WORK TO BE COMPLETED:
Return each line below holding the string "triangle".

Excerpts from a dataset:

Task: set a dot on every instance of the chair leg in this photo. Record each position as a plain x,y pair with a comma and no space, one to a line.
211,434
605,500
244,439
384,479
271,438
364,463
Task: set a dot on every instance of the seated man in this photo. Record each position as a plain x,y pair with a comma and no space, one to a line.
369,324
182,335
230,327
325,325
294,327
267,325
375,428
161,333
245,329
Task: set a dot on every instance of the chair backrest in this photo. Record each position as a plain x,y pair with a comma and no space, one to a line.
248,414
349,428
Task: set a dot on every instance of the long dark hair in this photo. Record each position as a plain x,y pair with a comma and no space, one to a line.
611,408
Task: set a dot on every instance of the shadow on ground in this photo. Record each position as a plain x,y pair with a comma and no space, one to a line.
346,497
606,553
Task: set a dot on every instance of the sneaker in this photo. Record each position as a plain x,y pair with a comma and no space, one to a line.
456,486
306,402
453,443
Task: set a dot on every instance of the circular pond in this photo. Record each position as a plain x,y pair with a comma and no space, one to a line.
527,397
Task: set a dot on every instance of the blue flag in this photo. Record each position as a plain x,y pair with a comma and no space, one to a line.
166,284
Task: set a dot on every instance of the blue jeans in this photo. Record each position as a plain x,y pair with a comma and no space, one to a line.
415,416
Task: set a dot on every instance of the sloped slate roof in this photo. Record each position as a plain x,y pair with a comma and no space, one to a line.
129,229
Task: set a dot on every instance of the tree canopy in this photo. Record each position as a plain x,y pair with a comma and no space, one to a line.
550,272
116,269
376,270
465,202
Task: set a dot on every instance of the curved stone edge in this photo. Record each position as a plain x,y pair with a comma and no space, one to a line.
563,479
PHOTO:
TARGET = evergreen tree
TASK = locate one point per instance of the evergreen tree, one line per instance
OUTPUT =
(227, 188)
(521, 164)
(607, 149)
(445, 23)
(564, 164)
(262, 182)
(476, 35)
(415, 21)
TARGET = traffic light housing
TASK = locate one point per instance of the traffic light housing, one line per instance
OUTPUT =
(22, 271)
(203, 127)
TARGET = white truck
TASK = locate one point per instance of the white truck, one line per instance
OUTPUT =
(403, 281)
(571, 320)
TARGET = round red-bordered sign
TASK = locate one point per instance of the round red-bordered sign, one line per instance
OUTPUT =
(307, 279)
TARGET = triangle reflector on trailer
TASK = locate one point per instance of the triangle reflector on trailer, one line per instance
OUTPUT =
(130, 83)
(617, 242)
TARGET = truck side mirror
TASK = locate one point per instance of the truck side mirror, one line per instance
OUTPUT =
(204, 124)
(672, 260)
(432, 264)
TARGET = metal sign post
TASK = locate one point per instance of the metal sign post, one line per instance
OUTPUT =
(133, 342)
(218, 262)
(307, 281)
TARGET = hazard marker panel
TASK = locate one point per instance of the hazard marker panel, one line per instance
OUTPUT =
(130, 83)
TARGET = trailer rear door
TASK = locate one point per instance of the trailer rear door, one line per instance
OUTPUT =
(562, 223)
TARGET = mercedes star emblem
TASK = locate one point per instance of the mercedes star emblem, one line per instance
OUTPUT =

ANSWER TO THE EXERCISE:
TARGET = triangle reflector on trailer
TASK = locate one point per instance of the triangle reflector on trailer, one line per instance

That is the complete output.